━━━ Document text ━━━
A few years back, the cost of solar panels were prohibited expensive. These were things that the average owner, no matter how green or environmentally conscious, could afford to install. A number of driving social, economic and technological factors allow for a cost decline that will allow for more mainstream usage. According to the Earth Policy Institute, since the mid 2008, solar panel costs have decreased by 40%.
The interest in solar panels has always been there as it allows for clean and renewable energy. But previously people have hesitated to use them as it is a new, expensive and unproven technology. The challenge had always been to make it cost effective and efficient. Janet Sawin of Worldwatch, an environmental think-thank notes that “there are two major trends that will accelerate the growth of solar photovoltaic (PV): the development of advanced technologies and the emergence of China as a low-cost producer.”
These producers are able to build capacity and increase the economies of scale. According to the 2009 Eco-Economy report on solar panels by the Earth Policy Institute, the global production of PV cells have increased 51% from 2008 to catch up to demand. From 2007 to 2008, there was an increase by 89%.
Aside from price decreases from mass production, there are many governmental programs encouraging the use of environmentally friendly products. Governments around the world are providing incentives to purchase solar panels such as a feed-in tariff, guaranteeing homeowners, firms and utilities a certain price for each kilo-watt they produce. Incentive programs have been adopted by 50 countries including Canada and the Deutsche Bank estimates that these tariffs have led to 75 percent of worldwide PV installations as of 2008, including both large scale utility and small residential projects.
As well, technological advances have allowed for new more efficient solar panels. Supply shortages have lead to new technologies not requiring as much purified silicon and are less expensive to manufacture.
Technological advances have also increased the lifespan of solar panels from 20 years to 30 years. This makes it more appealing to investors in solar panels. The expense is from the initial cost equipment and the installation, and over time there should be no additional costs as energy use will essentially be free.
Governments, individuals and producers are pretty keen on clean, cheap energy. Europe is hoping to have half of its electricity delivered by solar energy in 2020. All this frenzied activity will reduce the prices of solar panels even more and allow more companies and individuals to benefit from energy savings.
━━━ Material shown ━━━
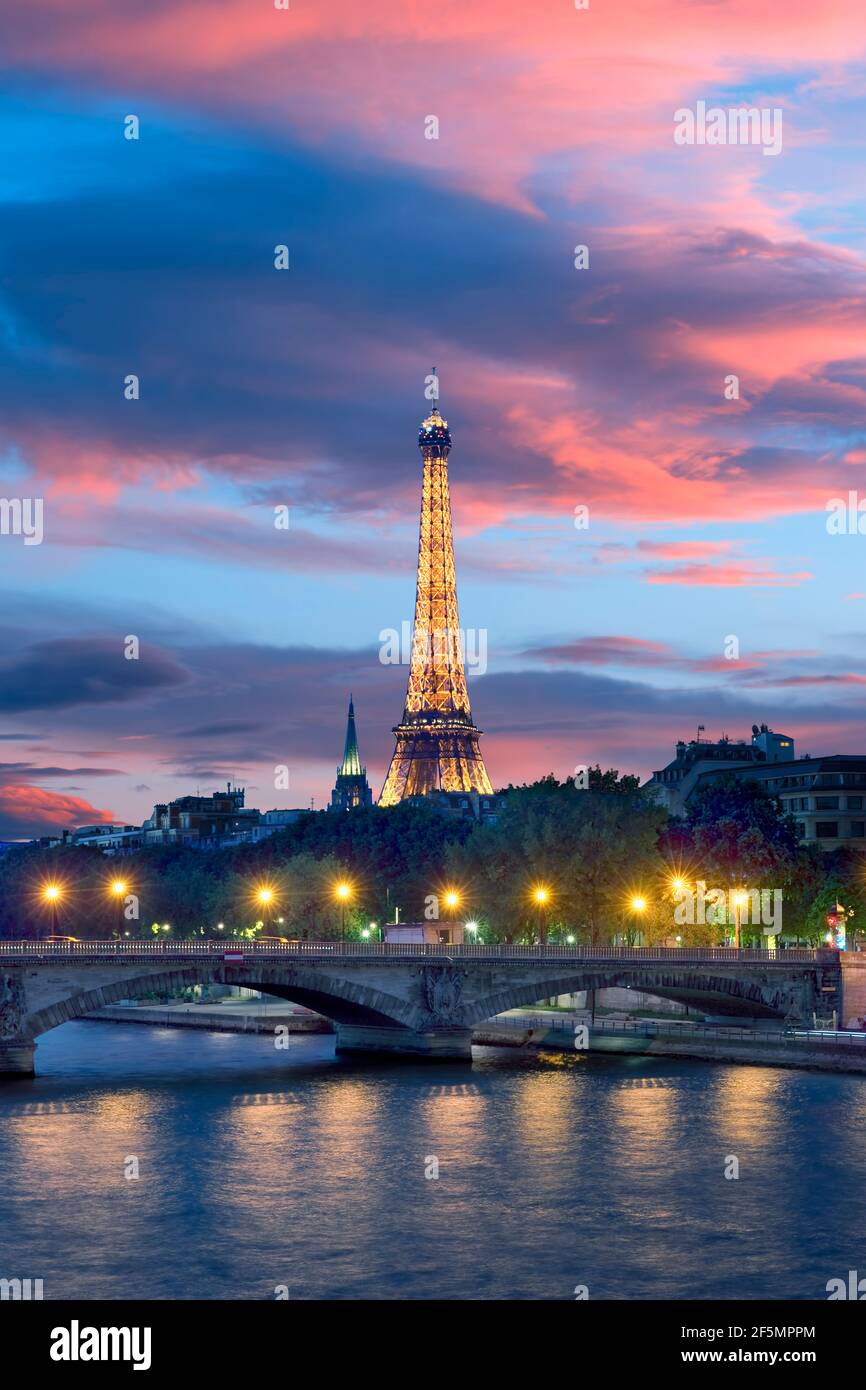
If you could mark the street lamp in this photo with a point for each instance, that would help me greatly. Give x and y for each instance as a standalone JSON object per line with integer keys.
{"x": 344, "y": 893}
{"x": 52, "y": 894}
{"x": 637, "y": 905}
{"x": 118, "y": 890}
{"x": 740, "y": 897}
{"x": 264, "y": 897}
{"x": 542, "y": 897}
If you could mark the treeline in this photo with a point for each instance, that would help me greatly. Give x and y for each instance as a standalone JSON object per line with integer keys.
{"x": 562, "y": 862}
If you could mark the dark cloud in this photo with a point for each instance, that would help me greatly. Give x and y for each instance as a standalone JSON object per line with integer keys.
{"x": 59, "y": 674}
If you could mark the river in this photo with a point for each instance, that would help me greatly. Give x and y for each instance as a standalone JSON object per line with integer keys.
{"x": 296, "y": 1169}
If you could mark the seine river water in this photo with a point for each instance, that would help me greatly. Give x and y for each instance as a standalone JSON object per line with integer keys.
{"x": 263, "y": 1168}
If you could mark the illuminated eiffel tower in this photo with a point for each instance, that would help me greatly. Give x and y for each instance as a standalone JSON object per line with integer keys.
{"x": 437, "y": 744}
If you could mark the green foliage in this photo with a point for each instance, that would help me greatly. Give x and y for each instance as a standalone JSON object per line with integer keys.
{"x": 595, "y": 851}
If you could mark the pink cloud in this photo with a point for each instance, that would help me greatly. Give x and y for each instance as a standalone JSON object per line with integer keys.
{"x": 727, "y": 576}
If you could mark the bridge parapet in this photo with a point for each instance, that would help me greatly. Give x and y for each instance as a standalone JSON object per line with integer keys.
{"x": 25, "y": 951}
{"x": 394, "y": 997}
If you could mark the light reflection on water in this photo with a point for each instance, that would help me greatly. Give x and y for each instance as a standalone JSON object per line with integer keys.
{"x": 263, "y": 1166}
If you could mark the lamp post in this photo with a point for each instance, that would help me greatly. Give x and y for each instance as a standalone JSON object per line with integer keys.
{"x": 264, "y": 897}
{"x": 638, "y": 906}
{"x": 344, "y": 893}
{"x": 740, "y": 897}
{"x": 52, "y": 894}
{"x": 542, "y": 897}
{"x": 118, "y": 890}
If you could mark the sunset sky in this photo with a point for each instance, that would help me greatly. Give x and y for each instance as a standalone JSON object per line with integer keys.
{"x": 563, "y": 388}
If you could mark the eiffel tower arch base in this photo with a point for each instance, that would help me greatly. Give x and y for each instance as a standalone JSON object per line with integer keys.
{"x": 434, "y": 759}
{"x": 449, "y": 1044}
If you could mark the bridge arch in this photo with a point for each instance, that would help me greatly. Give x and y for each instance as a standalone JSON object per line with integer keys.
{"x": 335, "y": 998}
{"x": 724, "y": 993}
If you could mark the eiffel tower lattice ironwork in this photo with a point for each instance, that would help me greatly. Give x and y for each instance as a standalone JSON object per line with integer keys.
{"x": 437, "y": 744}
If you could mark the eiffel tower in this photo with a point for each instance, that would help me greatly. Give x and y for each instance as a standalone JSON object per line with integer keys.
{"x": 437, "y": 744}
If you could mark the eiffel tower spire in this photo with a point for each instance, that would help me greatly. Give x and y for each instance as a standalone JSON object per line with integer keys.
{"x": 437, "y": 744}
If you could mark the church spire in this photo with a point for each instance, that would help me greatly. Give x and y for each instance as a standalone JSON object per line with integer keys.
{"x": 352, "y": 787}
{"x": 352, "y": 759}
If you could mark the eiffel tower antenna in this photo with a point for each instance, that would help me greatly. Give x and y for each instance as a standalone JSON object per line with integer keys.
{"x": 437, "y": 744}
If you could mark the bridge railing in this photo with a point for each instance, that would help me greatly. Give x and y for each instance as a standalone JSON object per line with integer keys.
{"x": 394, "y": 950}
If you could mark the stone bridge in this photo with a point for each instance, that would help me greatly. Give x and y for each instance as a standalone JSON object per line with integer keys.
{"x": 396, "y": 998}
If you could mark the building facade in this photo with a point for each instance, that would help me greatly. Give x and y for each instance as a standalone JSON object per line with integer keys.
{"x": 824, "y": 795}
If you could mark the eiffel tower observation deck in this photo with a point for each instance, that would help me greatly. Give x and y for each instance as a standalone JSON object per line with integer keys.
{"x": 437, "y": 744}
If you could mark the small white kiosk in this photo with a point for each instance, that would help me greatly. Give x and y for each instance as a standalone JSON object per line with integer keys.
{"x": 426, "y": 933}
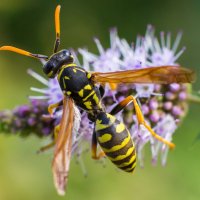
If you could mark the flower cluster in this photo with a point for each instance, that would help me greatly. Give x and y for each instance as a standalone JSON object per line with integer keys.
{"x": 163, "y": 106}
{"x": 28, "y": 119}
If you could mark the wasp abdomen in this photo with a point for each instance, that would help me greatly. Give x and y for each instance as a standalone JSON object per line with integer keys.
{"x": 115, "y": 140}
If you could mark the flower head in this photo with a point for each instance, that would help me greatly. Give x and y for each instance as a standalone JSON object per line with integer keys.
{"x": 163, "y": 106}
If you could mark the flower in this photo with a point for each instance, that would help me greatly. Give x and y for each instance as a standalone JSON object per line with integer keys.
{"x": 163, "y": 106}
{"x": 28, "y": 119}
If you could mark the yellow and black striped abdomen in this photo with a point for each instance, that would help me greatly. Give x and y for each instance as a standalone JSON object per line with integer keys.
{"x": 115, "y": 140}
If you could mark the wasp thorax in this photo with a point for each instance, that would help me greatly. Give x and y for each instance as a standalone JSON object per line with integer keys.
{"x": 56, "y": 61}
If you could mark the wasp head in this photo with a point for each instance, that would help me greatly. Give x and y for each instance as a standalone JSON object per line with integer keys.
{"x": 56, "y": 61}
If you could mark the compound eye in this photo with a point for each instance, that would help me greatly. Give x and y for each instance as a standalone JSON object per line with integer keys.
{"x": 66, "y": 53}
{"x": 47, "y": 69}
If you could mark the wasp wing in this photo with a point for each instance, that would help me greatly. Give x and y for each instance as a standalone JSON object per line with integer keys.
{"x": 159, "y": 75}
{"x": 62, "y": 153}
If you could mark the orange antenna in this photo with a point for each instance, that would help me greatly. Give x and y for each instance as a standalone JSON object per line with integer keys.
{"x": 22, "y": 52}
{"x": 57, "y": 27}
━━━
▸ **Problem set**
- a) Answer these questions from the solar panel text:
(i) According to the Earth Policy Institute, by what percentage have solar panel costs fallen since mid 2008?
(ii) How many countries have adopted incentive programs?
(iii) Technological advances have increased the lifespan of solar panels from how many years to how many years?
- b) Quote everything in the solar panel text from "Technological advances have also" down to "from energy savings.".

▸ **Results for each task**
- a)
(i) 40%
(ii) 50
(iii) From 20 years to 30 years

- b)
Technological advances have also increased the lifespan of solar panels from 20 years to 30 years. This makes it more appealing to investors in solar panels. The expense is from the initial cost equipment and the installation, and over time there should be no additional costs as energy use will essentially be free.
Governments, individuals and producers are pretty keen on clean, cheap energy. Europe is hoping to have half of its electricity delivered by solar energy in 2020. All this frenzied activity will reduce the prices of solar panels even more and allow more companies and individuals to benefit from energy savings.